▸ **Your assignment**:
Return every entry in full, with no alterations.

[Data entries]
■ ■ ■ ■ ■ ■ ■
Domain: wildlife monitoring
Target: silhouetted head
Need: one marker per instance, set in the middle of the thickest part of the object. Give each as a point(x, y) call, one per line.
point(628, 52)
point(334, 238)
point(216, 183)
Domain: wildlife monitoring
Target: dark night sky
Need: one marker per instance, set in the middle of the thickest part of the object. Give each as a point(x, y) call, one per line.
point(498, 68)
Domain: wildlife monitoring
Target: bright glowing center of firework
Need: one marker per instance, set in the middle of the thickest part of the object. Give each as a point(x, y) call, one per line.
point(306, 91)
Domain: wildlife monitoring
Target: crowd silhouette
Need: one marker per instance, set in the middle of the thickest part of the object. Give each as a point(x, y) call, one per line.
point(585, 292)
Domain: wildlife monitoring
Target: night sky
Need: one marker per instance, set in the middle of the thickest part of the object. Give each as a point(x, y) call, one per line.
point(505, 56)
■ ■ ■ ■ ■ ■ ■
▸ **Solution to this exercise**:
Domain: wildlife monitoring
Target: silhouetted head
Need: one marker per instance, set in the middle of the thickest part of the object. Give each as a point(x, y) call, one per line.
point(628, 52)
point(334, 238)
point(216, 183)
Domain: wildlife monitoring
Target: dark night sky
Need: one marker per instance, set in the middle of the thickest part of the object. Give each as a point(x, y) call, one per line.
point(498, 68)
Domain: wildlife monitoring
Target: bright glowing center of firework
Need: one marker per instance, set in the middle of the thickest part of the object. Give each as a point(x, y) call, one per line.
point(306, 91)
Domain: wildlife monitoring
Target: crowd silhouette
Need: one marker per instance, set in the middle of the thickest part of the object. Give each as a point(x, y) call, one per line.
point(585, 292)
Domain: wildlife monitoring
Target: night sky
Need: one marker per instance, set in the middle of the thickest part of the object. Give each as a point(x, y) call, one per line.
point(505, 56)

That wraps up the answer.